BRANO DA LEGGERE:
####################

Forse sarebbe il caso di smetterla. Forse è il momento di mandare in onda un altro film.

Euro sì; Euro no: parliamo del niente per risolvere niente


Se un’erbaccia non la si sradica, possiamo potarla tutte le volte che vogliamo: lei rispunterà sempre.

Il problema non è l’Euro, ma la nostra Cultura. Se oggi dovessi fare una campagna elettorale sui manifesti ci scriverei: “Più Cultura per tutti!”
Uscire dalla moneta unica non servirebbe a risolvere problemi che sono di natura “concorrenziale“: determinati dal mercato. Anche se tornassimo alla Lira, non potremmo mai competere con paesi come Cina, India, Africa, Sud America, eccetera, dove i costi di produzione rispetto alla “zona euro” sono infinitamente più bassi. Il problema non è la moneta unica, ma la produzione industriale a basso costo e la libera circolazione delle merci e dei capitali. La gran parte delle aziende delocalizza per andare a spendere meno sui costi di produzione. Tutte le aziende europee, e non solo, stanno delocalizzando o dimezzando il personale, certo non per colpa della moneta unica, che ha sì le sue colpe, ma è l’ultima ruota di un carro lanciato verso il burrone sociale.

####################

DATI DA ANALIZZARE:
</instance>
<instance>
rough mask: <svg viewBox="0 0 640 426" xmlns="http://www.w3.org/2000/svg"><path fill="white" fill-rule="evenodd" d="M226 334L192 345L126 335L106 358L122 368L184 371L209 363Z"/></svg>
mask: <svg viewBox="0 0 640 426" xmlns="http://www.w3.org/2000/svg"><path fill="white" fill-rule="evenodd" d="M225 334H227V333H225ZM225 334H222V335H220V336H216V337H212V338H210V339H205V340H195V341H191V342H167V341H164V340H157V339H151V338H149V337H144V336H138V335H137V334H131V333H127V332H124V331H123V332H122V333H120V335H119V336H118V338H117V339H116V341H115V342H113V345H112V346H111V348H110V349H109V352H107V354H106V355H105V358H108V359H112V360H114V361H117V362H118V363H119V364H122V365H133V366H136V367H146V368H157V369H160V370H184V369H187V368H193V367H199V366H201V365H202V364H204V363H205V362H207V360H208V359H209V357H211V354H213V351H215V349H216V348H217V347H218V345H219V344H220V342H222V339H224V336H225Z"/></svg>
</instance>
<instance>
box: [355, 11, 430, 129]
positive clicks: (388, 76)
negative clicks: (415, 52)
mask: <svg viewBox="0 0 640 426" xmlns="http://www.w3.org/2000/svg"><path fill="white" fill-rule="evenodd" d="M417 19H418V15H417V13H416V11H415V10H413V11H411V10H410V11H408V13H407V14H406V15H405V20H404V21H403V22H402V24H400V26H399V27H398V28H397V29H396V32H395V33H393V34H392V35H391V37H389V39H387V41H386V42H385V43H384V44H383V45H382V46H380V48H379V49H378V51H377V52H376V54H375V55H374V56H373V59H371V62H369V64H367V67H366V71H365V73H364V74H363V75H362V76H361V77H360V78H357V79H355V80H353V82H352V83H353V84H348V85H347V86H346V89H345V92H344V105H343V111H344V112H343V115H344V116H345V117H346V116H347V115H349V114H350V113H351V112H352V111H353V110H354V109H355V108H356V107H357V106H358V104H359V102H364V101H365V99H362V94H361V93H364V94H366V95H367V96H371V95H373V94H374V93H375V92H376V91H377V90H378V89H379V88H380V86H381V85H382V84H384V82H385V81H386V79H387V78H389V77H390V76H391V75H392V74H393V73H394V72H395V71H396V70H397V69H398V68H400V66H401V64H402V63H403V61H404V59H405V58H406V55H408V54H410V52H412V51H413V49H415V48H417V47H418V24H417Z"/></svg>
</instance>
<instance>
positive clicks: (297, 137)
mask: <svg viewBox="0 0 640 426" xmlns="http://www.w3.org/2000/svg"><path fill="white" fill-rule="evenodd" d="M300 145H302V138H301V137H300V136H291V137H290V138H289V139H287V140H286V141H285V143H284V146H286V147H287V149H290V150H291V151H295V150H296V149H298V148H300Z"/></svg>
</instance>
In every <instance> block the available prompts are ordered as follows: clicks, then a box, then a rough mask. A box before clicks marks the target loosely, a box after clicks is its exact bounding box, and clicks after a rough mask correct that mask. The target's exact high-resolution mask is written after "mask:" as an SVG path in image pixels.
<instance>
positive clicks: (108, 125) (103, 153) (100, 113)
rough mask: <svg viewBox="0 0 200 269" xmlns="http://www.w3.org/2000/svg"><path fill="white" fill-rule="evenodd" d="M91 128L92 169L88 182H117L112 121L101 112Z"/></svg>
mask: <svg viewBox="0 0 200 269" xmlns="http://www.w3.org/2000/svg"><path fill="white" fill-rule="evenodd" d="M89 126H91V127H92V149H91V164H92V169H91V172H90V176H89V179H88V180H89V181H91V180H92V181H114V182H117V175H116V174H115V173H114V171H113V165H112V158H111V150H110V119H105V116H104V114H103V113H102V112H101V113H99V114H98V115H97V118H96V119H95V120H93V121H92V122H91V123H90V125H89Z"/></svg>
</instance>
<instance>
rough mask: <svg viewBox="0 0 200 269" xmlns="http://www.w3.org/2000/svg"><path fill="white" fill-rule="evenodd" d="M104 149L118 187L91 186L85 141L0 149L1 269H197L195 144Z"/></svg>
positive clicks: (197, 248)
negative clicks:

####################

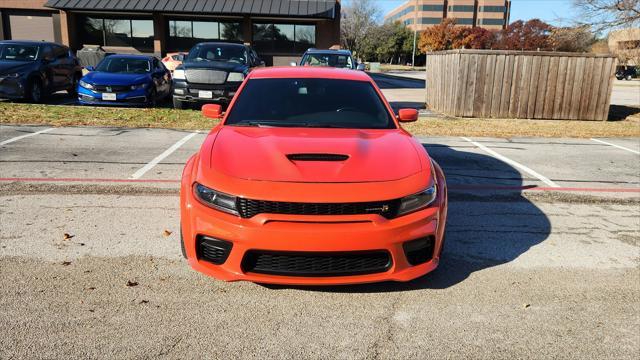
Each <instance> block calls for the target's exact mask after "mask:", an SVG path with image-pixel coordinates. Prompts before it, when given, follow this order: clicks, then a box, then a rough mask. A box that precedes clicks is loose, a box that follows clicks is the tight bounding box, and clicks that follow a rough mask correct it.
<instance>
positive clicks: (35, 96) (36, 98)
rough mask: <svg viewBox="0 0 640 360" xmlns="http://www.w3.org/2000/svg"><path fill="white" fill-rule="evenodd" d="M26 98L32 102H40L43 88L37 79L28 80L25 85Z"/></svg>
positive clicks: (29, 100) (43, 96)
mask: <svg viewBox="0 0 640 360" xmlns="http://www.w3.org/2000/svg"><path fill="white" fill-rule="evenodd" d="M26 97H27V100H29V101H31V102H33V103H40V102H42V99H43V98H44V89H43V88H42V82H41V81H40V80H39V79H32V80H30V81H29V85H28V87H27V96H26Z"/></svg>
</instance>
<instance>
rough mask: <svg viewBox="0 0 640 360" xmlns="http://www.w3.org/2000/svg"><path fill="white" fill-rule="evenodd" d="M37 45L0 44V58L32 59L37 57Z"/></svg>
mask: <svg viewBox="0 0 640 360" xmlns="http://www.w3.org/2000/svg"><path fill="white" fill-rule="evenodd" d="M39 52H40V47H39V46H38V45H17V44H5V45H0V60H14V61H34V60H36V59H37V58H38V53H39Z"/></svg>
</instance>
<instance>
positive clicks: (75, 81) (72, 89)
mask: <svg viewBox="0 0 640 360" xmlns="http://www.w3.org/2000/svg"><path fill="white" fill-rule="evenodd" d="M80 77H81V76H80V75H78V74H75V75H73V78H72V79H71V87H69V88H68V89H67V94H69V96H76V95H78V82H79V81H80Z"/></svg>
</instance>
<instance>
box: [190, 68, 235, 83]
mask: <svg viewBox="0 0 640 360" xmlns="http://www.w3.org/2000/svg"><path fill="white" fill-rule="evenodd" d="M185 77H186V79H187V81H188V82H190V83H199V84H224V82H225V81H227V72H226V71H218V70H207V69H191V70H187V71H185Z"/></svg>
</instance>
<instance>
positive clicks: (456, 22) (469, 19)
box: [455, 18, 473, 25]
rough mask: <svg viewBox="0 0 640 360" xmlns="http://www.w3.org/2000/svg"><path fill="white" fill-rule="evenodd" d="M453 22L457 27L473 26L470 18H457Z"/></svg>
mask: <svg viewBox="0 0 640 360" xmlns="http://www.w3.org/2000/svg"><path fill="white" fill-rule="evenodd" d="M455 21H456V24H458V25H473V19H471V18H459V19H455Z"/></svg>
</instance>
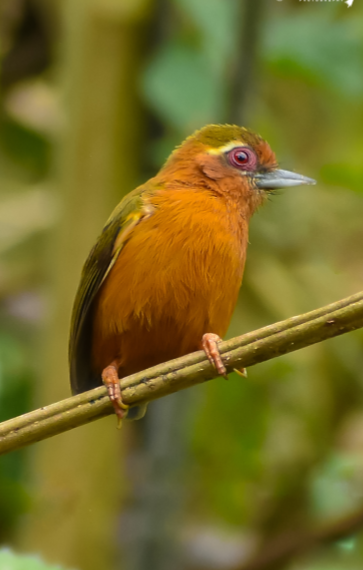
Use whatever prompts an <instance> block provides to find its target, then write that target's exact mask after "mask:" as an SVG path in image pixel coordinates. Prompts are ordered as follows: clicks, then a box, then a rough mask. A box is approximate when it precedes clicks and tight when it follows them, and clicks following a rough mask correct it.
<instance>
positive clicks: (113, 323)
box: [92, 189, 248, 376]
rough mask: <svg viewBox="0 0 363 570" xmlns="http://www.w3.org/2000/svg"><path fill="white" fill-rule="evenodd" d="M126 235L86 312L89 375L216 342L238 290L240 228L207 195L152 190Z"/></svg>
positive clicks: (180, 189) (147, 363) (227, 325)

####################

ESERCIZIO 1: Secondo il testo sull'euro, quale slogan comparirebbe sui manifesti in una campagna elettorale fatta oggi?
ESERCIZIO 2: Ricopia dal testo sull'euro il passo compreso tra “Forse sarebbe il” e “lei rispunterà sempre.”, estremi inclusi.
Le voci qui sopra non hanno alcun ruolo in questo lavoro.

RISPOSTA 1: «Più Cultura per tutti!»

RISPOSTA 2:
Forse sarebbe il caso di smetterla. Forse è il momento di mandare in onda un altro film.

Euro sì; Euro no: parliamo del niente per risolvere niente


Se un’erbaccia non la si sradica, possiamo potarla tutte le volte che vogliamo: lei rispunterà sempre.